WRITTEN EXERCISE
Can you replace "black hyundai suv" with "white hyundai suv" in the listing below, keep everything else the same, and leave the pictures out?

DATASET
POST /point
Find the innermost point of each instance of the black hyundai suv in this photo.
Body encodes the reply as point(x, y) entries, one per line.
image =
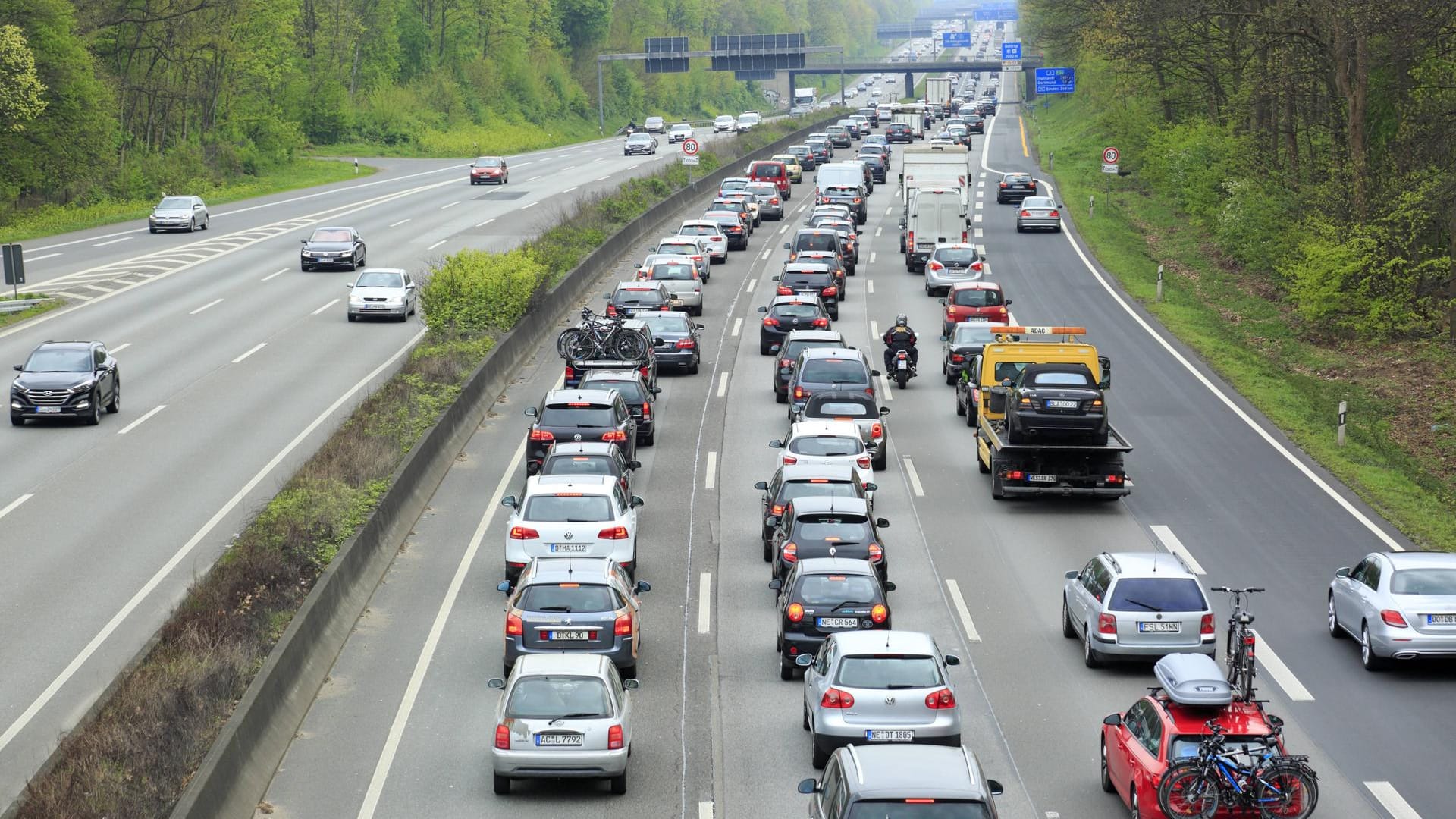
point(66, 379)
point(579, 416)
point(823, 596)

RESPONSE BELOW
POST /point
Find the innermost point of each instance of the white hyundai suv in this photo.
Body encodes the reply as point(x, y) entries, one per line.
image =
point(66, 379)
point(579, 416)
point(823, 596)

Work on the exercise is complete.